Dopo giorni concitati in cui si è parlato di un possibile intervento militare in Siria, catalizzato dall’attacco del 21 agosto in cui sarebbero state impegnate armi chimiche, qualcosa sembra cambiare. Il G20, ormai concluso, avrebbe infatti aperto le porte a una possibile soluzione diplomatica della questione siriana, ha detto Barack Obama. Soluzione che comporterebbe, come suggerito dalla Russia, la consegna dell’arsenale chimico di Damasco alla comunità internazionale. 

Una proposta che, anche se non scongiura del tutto lo spettro di un attacco militare, è stata accolta positivamente anche dall’Iran e, soprattutto, considerata anche dal regime siriano. “Prendiamo in seria considerazione l’offerta del ministro Lavrov (Serjei Lavrov, ministro degli esteri russo, nda) e abbiamo quindi deciso di accogliere l’iniziativa russa”, ha commentato il ministro degli esteri siriano Walid al Muallim. “Per noi le vite dei nostri cittadini e la sicurezza del nostro Paese sono una priorità. E confidiamo nella saggezza delle autorità russe che stanno cercando di evitare un’aggressione americana contro il nostro popolo”. La Francia intanto ha dichiarato che presenterà alle Nazioni Unite un progetto di risoluzione per chiedere a Damasco di rendere pubblico il suo arsenale chimico.

● ● ● ●

RICHIESTA SCRITTA A
Rendi come tabella Markdown le righe dei record a partire dall'inizio dei record e fino alla riga che contiene "0 186 1200 888", inclusa. Usa le colonne Num, con il numero progressivo di riga, e Contenuto, con il testo della riga, tralasciando le righe vuote.

● ● ● ●

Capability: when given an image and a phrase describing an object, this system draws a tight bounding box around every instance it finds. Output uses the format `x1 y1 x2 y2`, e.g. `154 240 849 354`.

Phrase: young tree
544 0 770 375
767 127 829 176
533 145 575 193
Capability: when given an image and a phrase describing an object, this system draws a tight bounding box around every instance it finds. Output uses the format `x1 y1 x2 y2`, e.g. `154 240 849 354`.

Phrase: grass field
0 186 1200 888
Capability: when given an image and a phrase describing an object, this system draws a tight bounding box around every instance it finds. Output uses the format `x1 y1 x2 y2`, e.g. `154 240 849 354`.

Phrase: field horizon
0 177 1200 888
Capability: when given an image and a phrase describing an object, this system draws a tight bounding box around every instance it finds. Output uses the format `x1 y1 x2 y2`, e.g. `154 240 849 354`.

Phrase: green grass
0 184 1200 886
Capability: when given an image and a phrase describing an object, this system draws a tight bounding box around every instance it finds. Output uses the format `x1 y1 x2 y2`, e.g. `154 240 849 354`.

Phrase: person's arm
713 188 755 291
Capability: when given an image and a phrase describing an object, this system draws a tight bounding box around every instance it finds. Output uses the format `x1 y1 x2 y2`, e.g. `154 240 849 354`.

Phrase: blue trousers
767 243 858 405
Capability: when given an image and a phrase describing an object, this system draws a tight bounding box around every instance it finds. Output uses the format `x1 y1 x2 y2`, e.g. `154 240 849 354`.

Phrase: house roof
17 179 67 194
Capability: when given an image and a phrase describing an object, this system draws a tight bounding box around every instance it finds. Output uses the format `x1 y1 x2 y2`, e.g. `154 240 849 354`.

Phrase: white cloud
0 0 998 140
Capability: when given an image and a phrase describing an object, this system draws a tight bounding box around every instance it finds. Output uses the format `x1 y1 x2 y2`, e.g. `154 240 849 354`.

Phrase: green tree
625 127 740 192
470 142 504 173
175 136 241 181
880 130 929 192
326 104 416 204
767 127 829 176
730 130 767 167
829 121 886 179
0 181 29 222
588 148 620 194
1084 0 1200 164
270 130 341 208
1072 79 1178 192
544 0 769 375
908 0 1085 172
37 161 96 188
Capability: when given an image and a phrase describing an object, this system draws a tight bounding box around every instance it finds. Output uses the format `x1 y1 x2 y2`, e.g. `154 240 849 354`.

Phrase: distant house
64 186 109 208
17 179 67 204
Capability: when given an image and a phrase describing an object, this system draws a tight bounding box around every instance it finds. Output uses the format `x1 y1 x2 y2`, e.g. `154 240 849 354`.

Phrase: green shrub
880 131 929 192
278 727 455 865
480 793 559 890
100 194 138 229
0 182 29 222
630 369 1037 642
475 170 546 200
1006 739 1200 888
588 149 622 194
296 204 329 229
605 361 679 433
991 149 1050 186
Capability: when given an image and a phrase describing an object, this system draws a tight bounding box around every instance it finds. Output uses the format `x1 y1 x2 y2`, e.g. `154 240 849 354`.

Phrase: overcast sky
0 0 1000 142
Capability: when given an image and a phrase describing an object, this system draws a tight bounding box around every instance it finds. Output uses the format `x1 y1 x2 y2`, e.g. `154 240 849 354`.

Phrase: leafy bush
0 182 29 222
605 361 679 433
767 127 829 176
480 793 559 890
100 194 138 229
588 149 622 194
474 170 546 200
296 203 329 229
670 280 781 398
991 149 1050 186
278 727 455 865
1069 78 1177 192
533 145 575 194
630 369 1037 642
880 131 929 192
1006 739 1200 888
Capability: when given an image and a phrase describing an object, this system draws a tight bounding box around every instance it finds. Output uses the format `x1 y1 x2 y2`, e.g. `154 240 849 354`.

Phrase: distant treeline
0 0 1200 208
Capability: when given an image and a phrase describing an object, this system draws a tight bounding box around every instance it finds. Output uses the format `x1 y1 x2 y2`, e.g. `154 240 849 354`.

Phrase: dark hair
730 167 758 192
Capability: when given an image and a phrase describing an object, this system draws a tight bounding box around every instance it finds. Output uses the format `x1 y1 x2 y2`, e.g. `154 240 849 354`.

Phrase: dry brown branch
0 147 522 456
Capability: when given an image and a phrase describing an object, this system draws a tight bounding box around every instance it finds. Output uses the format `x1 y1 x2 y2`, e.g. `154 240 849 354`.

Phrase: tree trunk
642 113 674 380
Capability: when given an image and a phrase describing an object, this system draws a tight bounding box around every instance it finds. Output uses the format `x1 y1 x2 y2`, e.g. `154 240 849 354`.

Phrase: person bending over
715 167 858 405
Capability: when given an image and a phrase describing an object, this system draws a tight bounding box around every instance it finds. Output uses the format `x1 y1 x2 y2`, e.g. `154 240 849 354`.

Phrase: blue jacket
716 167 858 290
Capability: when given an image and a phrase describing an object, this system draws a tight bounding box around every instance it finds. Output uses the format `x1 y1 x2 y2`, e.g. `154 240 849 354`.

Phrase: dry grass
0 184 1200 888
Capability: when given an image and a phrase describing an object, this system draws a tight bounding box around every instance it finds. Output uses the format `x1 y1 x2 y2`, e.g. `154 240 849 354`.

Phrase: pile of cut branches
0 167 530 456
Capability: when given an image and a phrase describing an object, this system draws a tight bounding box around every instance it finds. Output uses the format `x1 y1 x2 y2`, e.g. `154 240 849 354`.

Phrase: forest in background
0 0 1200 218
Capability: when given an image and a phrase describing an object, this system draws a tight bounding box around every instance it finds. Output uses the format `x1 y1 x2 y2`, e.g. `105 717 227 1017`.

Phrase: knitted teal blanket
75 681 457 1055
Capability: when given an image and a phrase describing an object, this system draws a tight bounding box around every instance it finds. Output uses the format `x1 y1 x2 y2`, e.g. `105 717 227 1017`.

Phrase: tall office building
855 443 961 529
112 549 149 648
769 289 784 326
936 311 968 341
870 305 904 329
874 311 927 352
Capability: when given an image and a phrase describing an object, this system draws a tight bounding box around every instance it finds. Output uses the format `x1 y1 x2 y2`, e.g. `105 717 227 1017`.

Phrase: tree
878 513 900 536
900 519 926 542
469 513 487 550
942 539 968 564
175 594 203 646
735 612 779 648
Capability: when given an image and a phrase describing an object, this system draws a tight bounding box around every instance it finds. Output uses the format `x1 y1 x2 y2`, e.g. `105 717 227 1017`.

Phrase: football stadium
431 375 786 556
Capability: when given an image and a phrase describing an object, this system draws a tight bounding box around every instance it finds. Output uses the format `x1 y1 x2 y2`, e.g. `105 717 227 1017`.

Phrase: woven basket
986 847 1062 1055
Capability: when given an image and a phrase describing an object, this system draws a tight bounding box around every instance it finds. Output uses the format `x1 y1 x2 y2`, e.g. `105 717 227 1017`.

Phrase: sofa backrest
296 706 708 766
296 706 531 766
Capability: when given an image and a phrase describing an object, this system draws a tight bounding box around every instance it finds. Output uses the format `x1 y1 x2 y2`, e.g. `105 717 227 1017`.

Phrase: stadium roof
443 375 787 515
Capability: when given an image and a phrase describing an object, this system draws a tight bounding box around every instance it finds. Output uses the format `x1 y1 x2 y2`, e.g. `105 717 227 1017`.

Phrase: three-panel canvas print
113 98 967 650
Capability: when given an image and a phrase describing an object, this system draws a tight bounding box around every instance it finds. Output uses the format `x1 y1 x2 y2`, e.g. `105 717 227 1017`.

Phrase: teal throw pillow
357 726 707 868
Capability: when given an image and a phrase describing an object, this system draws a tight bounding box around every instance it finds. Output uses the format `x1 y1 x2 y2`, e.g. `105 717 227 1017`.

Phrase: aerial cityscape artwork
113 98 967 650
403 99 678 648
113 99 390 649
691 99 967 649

● ● ● ●

RICHIESTA SCRITTA B
Traduci in inglese questa frase del testo citato: "Per noi le vite dei nostri cittadini e la sicurezza del nostro Paese sono una priorità."

RISPOSTA COMPLETA A
| Num | Contenuto |
|---|---|
| 1 | Capability: when given an image and a phrase describing an object, this system draws a tight bounding box around every instance it finds. Output uses the format `x1 y1 x2 y2`, e.g. `154 240 849 354`. |
| 2 | Phrase: young tree |
| 3 | 544 0 770 375 |
| 4 | 767 127 829 176 |
| 5 | 533 145 575 193 |
| 6 | Capability: when given an image and a phrase describing an object, this system draws a tight bounding box around every instance it finds. Output uses the format `x1 y1 x2 y2`, e.g. `154 240 849 354`. |
| 7 | Phrase: grass field |
| 8 | 0 186 1200 888 |

RISPOSTA COMPLETA B
For us, the lives of our citizens and the security of our country are a priority.